EXERCISE DETAILS
Starting at the beginning of the rows and ending at the line that contains "[[[256,164],[172,130],[131,123],[0,159],[2,242],[281,240]]]", write those lines again with "outline" changed to "contour" and nothing else altered.

━━━━━━━━━━

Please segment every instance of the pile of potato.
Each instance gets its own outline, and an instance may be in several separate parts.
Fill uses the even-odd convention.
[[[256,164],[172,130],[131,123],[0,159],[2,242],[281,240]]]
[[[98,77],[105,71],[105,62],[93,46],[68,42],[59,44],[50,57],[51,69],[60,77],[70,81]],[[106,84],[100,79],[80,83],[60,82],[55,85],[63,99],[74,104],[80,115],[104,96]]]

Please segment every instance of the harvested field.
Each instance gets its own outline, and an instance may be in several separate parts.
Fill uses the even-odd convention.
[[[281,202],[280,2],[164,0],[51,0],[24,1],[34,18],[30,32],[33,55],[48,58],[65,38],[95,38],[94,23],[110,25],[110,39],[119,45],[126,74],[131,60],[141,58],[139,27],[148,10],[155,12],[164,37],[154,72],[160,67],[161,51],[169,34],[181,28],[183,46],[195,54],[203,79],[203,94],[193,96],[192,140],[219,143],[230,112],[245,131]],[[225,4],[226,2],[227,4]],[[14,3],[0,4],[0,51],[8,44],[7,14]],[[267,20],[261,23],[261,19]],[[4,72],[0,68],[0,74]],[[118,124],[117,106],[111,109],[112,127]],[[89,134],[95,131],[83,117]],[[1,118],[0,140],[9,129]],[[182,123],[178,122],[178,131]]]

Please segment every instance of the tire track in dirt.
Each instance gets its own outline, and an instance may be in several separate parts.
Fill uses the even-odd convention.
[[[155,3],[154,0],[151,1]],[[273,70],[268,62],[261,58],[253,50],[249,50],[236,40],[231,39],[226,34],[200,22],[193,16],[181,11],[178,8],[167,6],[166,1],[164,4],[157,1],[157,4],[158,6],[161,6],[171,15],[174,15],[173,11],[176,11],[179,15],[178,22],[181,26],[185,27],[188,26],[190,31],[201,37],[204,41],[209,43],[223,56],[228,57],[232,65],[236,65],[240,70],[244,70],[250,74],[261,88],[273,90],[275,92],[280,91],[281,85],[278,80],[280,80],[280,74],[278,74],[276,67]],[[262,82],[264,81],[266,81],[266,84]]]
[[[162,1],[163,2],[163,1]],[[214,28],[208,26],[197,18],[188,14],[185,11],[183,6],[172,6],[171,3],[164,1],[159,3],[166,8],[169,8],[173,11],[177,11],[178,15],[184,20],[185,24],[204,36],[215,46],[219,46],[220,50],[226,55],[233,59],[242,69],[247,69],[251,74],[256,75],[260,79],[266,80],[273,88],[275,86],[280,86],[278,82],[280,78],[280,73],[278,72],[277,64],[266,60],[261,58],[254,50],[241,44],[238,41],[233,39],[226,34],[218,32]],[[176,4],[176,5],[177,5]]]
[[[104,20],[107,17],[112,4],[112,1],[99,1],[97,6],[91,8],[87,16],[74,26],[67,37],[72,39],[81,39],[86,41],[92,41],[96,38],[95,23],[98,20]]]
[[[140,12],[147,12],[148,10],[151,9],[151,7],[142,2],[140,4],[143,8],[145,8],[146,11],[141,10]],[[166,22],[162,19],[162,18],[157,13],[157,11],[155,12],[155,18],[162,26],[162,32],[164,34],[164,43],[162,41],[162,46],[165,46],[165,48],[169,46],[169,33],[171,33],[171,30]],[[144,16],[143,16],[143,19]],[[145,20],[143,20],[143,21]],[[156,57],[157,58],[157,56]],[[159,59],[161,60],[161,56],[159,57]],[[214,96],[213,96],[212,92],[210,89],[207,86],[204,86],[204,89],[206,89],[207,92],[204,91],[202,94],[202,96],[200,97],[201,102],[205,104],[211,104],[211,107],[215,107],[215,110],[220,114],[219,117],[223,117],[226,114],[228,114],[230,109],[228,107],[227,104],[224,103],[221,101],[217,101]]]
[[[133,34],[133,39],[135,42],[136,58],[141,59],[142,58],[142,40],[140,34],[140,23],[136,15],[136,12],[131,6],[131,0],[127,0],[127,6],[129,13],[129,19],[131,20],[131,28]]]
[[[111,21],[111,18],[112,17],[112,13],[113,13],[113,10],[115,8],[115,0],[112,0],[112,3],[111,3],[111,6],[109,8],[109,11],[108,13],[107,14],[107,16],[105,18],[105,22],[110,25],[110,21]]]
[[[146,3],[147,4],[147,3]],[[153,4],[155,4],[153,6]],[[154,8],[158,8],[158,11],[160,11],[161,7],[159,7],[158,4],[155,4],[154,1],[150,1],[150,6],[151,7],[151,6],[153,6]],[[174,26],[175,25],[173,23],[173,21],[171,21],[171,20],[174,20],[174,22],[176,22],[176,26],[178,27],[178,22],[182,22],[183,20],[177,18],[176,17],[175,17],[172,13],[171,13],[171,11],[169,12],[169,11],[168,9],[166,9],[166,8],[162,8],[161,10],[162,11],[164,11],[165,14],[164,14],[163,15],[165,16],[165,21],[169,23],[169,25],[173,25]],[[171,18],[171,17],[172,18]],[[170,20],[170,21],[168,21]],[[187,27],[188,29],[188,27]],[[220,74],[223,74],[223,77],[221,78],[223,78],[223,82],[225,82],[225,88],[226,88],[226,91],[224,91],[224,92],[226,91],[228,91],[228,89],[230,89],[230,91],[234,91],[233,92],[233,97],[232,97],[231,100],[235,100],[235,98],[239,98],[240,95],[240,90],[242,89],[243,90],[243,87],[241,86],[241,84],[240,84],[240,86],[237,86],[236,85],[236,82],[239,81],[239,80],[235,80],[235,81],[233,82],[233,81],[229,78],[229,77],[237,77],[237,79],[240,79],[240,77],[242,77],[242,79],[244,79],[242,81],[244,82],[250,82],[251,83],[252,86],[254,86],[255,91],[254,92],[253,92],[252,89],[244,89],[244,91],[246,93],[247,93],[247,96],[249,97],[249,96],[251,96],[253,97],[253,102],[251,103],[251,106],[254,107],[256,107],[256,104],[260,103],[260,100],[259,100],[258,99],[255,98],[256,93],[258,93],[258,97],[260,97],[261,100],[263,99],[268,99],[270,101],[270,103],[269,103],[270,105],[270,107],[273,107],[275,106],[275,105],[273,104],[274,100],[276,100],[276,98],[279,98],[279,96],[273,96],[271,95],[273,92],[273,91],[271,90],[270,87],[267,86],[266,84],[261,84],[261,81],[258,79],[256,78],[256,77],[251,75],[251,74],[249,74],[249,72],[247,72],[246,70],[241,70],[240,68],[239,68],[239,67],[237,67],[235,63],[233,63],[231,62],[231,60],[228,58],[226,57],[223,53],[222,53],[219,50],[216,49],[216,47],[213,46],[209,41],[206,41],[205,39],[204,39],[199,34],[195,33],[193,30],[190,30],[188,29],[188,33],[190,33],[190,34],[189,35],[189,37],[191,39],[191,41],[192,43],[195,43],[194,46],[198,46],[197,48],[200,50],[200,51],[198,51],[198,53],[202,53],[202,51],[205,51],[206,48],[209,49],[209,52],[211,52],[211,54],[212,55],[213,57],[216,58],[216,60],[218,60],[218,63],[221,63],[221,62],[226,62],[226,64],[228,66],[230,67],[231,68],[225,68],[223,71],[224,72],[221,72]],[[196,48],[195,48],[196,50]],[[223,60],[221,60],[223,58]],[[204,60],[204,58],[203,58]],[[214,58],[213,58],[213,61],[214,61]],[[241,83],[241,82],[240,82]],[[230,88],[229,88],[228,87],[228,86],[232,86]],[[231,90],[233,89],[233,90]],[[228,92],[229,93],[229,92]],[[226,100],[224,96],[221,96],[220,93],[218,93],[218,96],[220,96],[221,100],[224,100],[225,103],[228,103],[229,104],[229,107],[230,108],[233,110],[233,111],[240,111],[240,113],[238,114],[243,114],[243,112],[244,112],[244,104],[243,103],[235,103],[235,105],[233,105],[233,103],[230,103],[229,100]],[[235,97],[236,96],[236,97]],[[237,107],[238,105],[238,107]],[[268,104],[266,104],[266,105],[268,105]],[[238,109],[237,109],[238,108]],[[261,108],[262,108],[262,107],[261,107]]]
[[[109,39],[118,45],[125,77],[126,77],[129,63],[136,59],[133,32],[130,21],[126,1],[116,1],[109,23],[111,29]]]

━━━━━━━━━━

FINISHED TASK
Please segment every instance of the pile of potato.
Each instance gets its own contour, and an instance may be in several separate parts.
Fill uses the even-odd convention.
[[[256,164],[172,130],[131,123],[0,159],[2,242],[281,240]]]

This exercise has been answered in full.